Text:
========================================

The picture flops, so Peter breaks even. But it’s a losing game. As a misfit trying to fit a system he despises, he inhabits the juvenile inanities of
Tammy and the Doctor
and the antiwar broodings of
The Victors
(both 1963) with equal vacancy. Even playing a role with psychic relevance, Peter doesn’t come across: As a suicide in
Lilith
(1964), he funnels a prissy performance through prop eyeglasses. Conceivably, he’s defeated in the latter film by the pressure of depicting an illness similar to the one that killed his mother; certainly, his technique is incapable of transmitting the fear the scenario raises in him.

Despite it all, the Hollywood establishment is prepared to accept Peter Fonda as its own. And so it goes for a bit, as he works his way down from a princeling’s perch to the mediocre middle folds of show business. He fathers a girl, Bridget, in 1964, and a boy, Justin, two years later, works on his television résumé, and collects the perks of his profession (tennis court, swimming pool, cars, extra cars). So what if he gets into crashes, plays with guns, has untreated manic depression? If he holds steady, someday he’ll star in his own series as a dedicated teacher, or doctor, or detective, or lawyer. That will be canceled after two seasons, and he’ll graduate to being a guest murderer on
Columbo.
He’ll live.

But he will not play his part in history. Hollywood is set to transform itself, for a brief stretch, from a dominion of aging hacks to a place where experiment and nerve are the currency; where fringe visions of American darkness and dislocation are entertained, and something like real people observed; where myths are rewritten and new kinds of horseshit patented: a transformation to be called—pompously, but not unreasonably—“the Hollywood Renaissance.”

American film is primed for rebirth, with Henry Fonda’s son as its star-child.

*   *   *

Back at the Actors Studio, Jane finds her next Svengali in Greek-born actor-director Andréas Voutsinas—a gifted theater man, and, in Henry’s estimation, “a parasite.” He crafts her image and molds her moves for roughly three years, with spotty results: On Broadway, a respectable success (1960’s
Invitation to a March
) is followed by a perfect disaster (1962’s
The Fun Couple,
placed by Walter Kerr among “the five worst plays of all time”).

========================================

Provided data:
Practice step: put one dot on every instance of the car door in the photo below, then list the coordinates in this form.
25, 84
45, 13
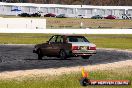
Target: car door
60, 43
50, 47
53, 46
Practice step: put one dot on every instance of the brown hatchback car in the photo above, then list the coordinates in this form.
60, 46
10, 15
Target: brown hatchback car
64, 46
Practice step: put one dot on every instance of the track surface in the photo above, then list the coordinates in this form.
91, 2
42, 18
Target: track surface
20, 57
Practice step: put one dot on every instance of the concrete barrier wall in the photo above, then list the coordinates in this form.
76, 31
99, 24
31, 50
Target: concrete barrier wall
69, 31
22, 23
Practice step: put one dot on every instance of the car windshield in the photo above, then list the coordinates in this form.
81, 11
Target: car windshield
76, 39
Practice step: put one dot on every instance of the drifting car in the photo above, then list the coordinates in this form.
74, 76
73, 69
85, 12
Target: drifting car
50, 15
64, 46
126, 16
110, 17
24, 15
35, 15
62, 16
97, 17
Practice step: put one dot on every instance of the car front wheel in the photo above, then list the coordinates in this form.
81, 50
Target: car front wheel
62, 54
85, 57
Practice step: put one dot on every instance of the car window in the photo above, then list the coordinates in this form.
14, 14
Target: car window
76, 39
53, 39
60, 39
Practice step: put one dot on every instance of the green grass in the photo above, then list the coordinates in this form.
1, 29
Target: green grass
70, 80
102, 41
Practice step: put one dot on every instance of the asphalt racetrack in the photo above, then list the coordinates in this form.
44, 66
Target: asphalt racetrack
20, 57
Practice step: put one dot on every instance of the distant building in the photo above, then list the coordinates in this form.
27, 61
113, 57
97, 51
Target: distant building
70, 10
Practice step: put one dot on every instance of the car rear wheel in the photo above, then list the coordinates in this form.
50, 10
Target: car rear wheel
63, 54
85, 57
40, 56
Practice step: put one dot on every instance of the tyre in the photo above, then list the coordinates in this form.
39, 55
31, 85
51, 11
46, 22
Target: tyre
40, 56
63, 54
85, 57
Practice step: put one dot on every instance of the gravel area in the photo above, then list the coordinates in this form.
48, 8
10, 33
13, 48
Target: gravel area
18, 60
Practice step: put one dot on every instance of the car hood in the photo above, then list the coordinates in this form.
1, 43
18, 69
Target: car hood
82, 44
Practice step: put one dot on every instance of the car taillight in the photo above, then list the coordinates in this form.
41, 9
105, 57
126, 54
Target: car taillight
75, 47
92, 48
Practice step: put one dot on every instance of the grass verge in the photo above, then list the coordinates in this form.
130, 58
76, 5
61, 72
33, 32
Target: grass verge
70, 80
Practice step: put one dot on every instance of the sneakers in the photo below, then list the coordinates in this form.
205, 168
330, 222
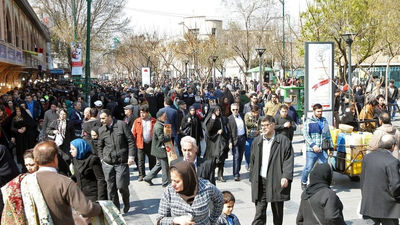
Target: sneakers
149, 182
303, 186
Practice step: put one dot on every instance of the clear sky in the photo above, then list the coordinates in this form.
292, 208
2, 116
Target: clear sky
164, 15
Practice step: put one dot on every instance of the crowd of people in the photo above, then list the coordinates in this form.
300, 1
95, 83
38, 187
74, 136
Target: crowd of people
49, 131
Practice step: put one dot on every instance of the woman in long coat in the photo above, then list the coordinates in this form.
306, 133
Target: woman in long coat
191, 126
217, 136
87, 171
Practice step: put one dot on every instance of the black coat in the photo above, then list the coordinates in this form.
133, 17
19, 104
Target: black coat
281, 163
233, 129
90, 178
116, 143
192, 124
380, 185
217, 144
287, 131
205, 169
326, 205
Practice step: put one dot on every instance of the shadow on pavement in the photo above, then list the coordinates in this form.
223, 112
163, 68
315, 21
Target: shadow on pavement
148, 206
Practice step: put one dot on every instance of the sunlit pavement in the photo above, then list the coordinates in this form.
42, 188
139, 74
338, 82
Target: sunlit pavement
145, 199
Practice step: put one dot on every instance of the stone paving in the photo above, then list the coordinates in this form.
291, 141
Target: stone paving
145, 199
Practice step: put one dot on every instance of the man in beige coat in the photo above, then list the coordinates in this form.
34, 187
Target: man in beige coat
60, 192
385, 128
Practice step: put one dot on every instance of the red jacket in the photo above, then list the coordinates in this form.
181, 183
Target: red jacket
137, 131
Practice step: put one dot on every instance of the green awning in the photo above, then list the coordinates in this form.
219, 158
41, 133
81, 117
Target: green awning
257, 69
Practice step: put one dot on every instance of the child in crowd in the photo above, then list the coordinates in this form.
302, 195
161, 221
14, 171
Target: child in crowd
227, 218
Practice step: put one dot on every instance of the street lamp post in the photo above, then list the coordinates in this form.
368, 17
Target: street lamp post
260, 52
87, 64
186, 71
214, 59
347, 37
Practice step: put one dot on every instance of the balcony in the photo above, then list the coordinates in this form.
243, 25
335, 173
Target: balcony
15, 56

========================================

How to complete this task: In the passage on Peter and Jane Fonda, who placed The Fun Couple among "the five worst plays of all time"?

Output below: Walter Kerr